* Quoted passage:
How can I read a binary file bit-by-bit?

114 views Asked by At

I'm working on a project to compress/decompress a text file with the Huffman algorithm. I've successfully managed to compress a given text file into binary -- I've checked with the Visual Studio Hex Editor extension and it works correctly.

However, I don't really know how to go about implementing decompression. What I'd like to do is read the binary file bit-by-bit, traverse the corresponding Huffman tree, and write a character when a leaf is reached. However, I'm not sure how to go about reading a binary file bit-by-bit (I know that it can't be done directly as is: of course I had to do bit manipulation to implement compression in the first place).

I've tried using the fread() function to store the bits into a buffer, but frankly, I think that I'm misunderstanding how it works, and I'm not sure how much memory to give the buffer, nor how to retrieve the bits from the buffer, which is a char array.

Thanks in advance for any help.

1

There are 1 answers

0
chqrlie On BEST ANSWER

Here is a simple read wrapper using an int buffer. It reads bits from the stream one at a time, starting from the least significant bit of the first byte:

// Read the next bit from the stream.
// `buffer` holds the remaining bits from the last byte read
// initial value of `buffer` should be `0`.
// Return the bit value or `EOF` at end of file
int read_next_bit(FILE *stream, int *buffer)
{
    int bits = *buffer;
    if (bits <= 1) {
        // either no bits left or EOF reached already
        if (bits == EOF) {
            return EOF;
        }
        // get the next byte from the stream
        bits = getc(stream);
        if (bits == EOF) {
            // if EOF, make it sticky and return it
            return *buffer = EOF;
        }
        // set the guard bit
        bits |= 0x100;
    }
    // shift the current bit out of the buffer
    *buffer = bits >> 1;
    // and return it.

* Problem 1: Pick out every line of the records that contains the word "rounded", matching case exactly, and copy each one.

* Extracted material:
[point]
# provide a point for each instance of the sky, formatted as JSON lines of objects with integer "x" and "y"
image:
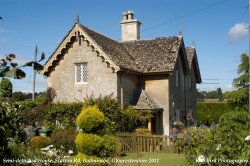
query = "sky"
{"x": 217, "y": 27}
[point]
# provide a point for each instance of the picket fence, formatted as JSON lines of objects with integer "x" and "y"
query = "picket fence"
{"x": 146, "y": 143}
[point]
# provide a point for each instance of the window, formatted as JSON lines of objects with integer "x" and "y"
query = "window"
{"x": 177, "y": 114}
{"x": 81, "y": 73}
{"x": 176, "y": 78}
{"x": 189, "y": 82}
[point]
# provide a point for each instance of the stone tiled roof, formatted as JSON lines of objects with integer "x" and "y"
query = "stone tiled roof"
{"x": 143, "y": 56}
{"x": 156, "y": 55}
{"x": 146, "y": 102}
{"x": 113, "y": 49}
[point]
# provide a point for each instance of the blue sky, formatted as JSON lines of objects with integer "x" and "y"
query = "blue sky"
{"x": 218, "y": 28}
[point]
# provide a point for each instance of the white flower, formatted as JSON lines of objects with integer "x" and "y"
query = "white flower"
{"x": 200, "y": 159}
{"x": 70, "y": 152}
{"x": 247, "y": 138}
{"x": 218, "y": 147}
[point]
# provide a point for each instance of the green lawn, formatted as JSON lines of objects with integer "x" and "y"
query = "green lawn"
{"x": 153, "y": 159}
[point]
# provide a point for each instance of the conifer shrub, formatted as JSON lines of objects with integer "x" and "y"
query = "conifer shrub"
{"x": 111, "y": 146}
{"x": 85, "y": 160}
{"x": 38, "y": 142}
{"x": 90, "y": 120}
{"x": 89, "y": 144}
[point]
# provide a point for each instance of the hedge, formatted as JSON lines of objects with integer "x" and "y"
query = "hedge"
{"x": 209, "y": 113}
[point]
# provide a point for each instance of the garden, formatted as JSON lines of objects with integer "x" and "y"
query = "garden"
{"x": 40, "y": 132}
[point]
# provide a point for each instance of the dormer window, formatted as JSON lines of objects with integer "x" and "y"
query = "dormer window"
{"x": 81, "y": 73}
{"x": 176, "y": 78}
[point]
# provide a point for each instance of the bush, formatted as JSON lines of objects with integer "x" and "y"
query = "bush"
{"x": 111, "y": 146}
{"x": 80, "y": 158}
{"x": 143, "y": 131}
{"x": 89, "y": 144}
{"x": 90, "y": 120}
{"x": 38, "y": 142}
{"x": 209, "y": 113}
{"x": 109, "y": 107}
{"x": 227, "y": 141}
{"x": 131, "y": 119}
{"x": 28, "y": 104}
{"x": 62, "y": 114}
{"x": 33, "y": 115}
{"x": 6, "y": 87}
{"x": 65, "y": 138}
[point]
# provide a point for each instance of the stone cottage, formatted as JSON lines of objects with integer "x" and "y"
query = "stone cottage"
{"x": 159, "y": 74}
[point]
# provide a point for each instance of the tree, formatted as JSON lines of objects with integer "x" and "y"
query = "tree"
{"x": 9, "y": 68}
{"x": 6, "y": 87}
{"x": 220, "y": 95}
{"x": 240, "y": 96}
{"x": 211, "y": 95}
{"x": 18, "y": 96}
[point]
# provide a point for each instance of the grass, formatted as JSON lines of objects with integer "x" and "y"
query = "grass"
{"x": 153, "y": 159}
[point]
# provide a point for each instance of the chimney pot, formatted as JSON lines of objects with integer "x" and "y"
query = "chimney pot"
{"x": 130, "y": 27}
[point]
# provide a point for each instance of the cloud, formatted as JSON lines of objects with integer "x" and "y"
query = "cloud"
{"x": 238, "y": 31}
{"x": 3, "y": 29}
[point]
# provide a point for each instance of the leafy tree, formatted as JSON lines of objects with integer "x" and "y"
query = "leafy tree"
{"x": 18, "y": 96}
{"x": 6, "y": 87}
{"x": 211, "y": 95}
{"x": 220, "y": 94}
{"x": 9, "y": 68}
{"x": 240, "y": 97}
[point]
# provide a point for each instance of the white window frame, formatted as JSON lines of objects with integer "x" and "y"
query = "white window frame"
{"x": 83, "y": 79}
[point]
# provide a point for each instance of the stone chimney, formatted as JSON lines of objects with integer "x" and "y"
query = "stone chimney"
{"x": 130, "y": 27}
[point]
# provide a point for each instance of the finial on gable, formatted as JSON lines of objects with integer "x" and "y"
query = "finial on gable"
{"x": 180, "y": 31}
{"x": 77, "y": 19}
{"x": 193, "y": 45}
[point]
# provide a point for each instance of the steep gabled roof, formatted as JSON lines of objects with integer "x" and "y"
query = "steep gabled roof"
{"x": 155, "y": 55}
{"x": 145, "y": 102}
{"x": 114, "y": 49}
{"x": 143, "y": 56}
{"x": 193, "y": 62}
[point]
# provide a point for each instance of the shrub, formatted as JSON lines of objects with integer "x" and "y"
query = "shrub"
{"x": 111, "y": 146}
{"x": 80, "y": 158}
{"x": 227, "y": 141}
{"x": 27, "y": 105}
{"x": 38, "y": 142}
{"x": 5, "y": 88}
{"x": 33, "y": 115}
{"x": 209, "y": 113}
{"x": 89, "y": 144}
{"x": 143, "y": 131}
{"x": 131, "y": 119}
{"x": 90, "y": 120}
{"x": 65, "y": 138}
{"x": 10, "y": 126}
{"x": 109, "y": 107}
{"x": 62, "y": 114}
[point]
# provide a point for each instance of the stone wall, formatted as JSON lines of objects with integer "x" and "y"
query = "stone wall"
{"x": 101, "y": 79}
{"x": 177, "y": 102}
{"x": 156, "y": 86}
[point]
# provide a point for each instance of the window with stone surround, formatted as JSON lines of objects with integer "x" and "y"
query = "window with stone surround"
{"x": 81, "y": 73}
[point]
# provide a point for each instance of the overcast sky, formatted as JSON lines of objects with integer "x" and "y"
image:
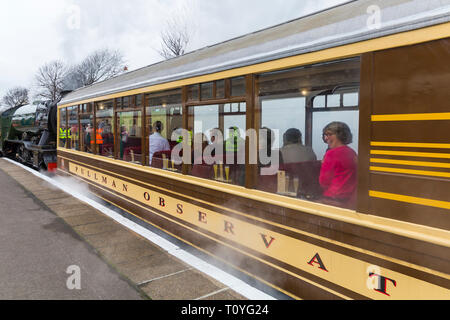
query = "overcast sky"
{"x": 33, "y": 33}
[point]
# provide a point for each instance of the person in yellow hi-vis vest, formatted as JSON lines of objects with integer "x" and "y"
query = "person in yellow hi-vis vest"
{"x": 98, "y": 139}
{"x": 62, "y": 137}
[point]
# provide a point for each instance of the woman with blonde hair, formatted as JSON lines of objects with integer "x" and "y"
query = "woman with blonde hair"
{"x": 338, "y": 175}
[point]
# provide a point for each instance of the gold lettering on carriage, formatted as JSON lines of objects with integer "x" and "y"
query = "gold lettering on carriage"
{"x": 300, "y": 254}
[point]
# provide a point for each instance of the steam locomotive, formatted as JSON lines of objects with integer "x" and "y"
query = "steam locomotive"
{"x": 28, "y": 134}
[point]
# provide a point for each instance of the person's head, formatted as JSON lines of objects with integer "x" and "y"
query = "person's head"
{"x": 292, "y": 136}
{"x": 213, "y": 133}
{"x": 234, "y": 132}
{"x": 337, "y": 134}
{"x": 158, "y": 126}
{"x": 267, "y": 139}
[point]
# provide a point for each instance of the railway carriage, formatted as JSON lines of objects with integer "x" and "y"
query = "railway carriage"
{"x": 381, "y": 67}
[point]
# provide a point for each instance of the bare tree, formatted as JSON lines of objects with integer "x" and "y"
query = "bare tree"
{"x": 100, "y": 65}
{"x": 16, "y": 97}
{"x": 50, "y": 80}
{"x": 174, "y": 38}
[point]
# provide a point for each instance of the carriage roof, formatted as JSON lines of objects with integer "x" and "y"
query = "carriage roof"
{"x": 340, "y": 25}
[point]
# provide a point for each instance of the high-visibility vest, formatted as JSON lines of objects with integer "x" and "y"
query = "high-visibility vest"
{"x": 180, "y": 138}
{"x": 232, "y": 143}
{"x": 62, "y": 133}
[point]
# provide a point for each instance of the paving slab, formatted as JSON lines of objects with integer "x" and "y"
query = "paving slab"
{"x": 37, "y": 248}
{"x": 174, "y": 287}
{"x": 114, "y": 262}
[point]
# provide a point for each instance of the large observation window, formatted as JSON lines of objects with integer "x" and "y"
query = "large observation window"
{"x": 104, "y": 137}
{"x": 164, "y": 123}
{"x": 62, "y": 132}
{"x": 86, "y": 117}
{"x": 218, "y": 148}
{"x": 309, "y": 118}
{"x": 73, "y": 134}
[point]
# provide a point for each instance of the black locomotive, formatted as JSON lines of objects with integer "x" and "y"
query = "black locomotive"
{"x": 28, "y": 134}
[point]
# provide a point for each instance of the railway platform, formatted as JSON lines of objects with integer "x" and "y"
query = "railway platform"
{"x": 55, "y": 247}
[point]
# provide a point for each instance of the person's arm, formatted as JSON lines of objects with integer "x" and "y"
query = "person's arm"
{"x": 327, "y": 171}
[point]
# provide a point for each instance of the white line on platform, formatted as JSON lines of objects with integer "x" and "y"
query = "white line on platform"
{"x": 227, "y": 279}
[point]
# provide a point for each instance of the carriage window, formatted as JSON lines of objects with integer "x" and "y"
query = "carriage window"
{"x": 218, "y": 148}
{"x": 192, "y": 92}
{"x": 164, "y": 123}
{"x": 220, "y": 89}
{"x": 74, "y": 130}
{"x": 207, "y": 91}
{"x": 104, "y": 136}
{"x": 238, "y": 87}
{"x": 304, "y": 112}
{"x": 129, "y": 138}
{"x": 62, "y": 127}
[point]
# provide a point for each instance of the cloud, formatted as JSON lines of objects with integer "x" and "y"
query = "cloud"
{"x": 36, "y": 32}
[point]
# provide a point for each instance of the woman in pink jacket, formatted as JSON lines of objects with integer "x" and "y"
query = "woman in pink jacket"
{"x": 338, "y": 175}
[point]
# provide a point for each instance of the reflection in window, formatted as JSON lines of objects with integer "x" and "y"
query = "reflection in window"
{"x": 105, "y": 128}
{"x": 207, "y": 91}
{"x": 218, "y": 151}
{"x": 238, "y": 87}
{"x": 130, "y": 136}
{"x": 164, "y": 122}
{"x": 87, "y": 130}
{"x": 62, "y": 127}
{"x": 297, "y": 105}
{"x": 74, "y": 131}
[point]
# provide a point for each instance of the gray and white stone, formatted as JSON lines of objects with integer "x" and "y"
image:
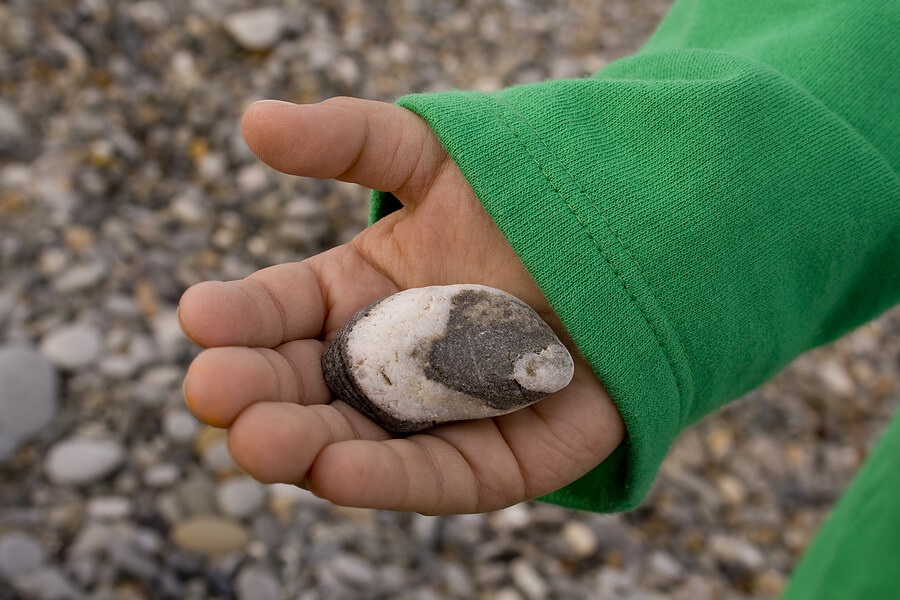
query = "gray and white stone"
{"x": 437, "y": 354}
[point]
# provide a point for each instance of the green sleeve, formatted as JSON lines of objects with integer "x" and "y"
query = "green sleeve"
{"x": 702, "y": 212}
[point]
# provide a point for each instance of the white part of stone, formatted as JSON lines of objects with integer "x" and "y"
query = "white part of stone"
{"x": 386, "y": 354}
{"x": 546, "y": 371}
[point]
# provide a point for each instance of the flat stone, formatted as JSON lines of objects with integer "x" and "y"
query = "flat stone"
{"x": 72, "y": 346}
{"x": 20, "y": 554}
{"x": 437, "y": 354}
{"x": 258, "y": 29}
{"x": 210, "y": 535}
{"x": 82, "y": 460}
{"x": 28, "y": 396}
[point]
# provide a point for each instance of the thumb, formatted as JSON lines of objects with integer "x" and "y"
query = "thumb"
{"x": 375, "y": 144}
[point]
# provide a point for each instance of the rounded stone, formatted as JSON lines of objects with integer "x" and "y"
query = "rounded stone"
{"x": 257, "y": 29}
{"x": 82, "y": 460}
{"x": 437, "y": 354}
{"x": 72, "y": 346}
{"x": 240, "y": 497}
{"x": 210, "y": 535}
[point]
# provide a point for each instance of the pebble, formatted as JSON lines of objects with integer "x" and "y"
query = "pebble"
{"x": 48, "y": 583}
{"x": 20, "y": 554}
{"x": 28, "y": 396}
{"x": 180, "y": 426}
{"x": 257, "y": 583}
{"x": 256, "y": 29}
{"x": 72, "y": 347}
{"x": 82, "y": 460}
{"x": 80, "y": 278}
{"x": 109, "y": 508}
{"x": 210, "y": 535}
{"x": 240, "y": 497}
{"x": 430, "y": 355}
{"x": 580, "y": 538}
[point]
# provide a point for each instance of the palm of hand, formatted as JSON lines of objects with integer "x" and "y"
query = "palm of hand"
{"x": 260, "y": 375}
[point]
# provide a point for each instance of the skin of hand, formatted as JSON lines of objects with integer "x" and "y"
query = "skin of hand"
{"x": 260, "y": 374}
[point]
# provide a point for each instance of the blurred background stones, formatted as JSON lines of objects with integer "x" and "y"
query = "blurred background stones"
{"x": 124, "y": 179}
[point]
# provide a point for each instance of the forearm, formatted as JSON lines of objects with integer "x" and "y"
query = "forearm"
{"x": 696, "y": 216}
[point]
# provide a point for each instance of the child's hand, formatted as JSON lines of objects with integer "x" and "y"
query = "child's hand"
{"x": 260, "y": 375}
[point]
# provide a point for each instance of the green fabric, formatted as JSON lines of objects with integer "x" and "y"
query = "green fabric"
{"x": 856, "y": 553}
{"x": 702, "y": 212}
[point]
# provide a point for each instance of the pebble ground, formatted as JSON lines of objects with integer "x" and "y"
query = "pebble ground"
{"x": 123, "y": 179}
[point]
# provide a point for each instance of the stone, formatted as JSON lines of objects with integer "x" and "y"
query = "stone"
{"x": 82, "y": 460}
{"x": 240, "y": 497}
{"x": 210, "y": 535}
{"x": 109, "y": 508}
{"x": 20, "y": 554}
{"x": 28, "y": 396}
{"x": 580, "y": 539}
{"x": 437, "y": 354}
{"x": 72, "y": 346}
{"x": 258, "y": 29}
{"x": 180, "y": 426}
{"x": 257, "y": 583}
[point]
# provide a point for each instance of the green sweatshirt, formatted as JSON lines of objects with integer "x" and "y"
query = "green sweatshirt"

* Problem 2:
Answer these questions about the thread on reading a binary file bit by bit:
(a) What did the asker use to check that the compressed output was correct?
(b) Which function did the asker try for storing the bits into a buffer?
(c) According to the answer's comments, what should the initial value of `buffer` be?

* Exercise answer 1:
# provide a point for each instance of the rounded stone, formatted as JSON lines of objects with integer "x" and "y"
query = "rounded stone"

* Exercise answer 2:
(a) The Visual Studio Hex Editor extension
(b) fread()
(c) `0`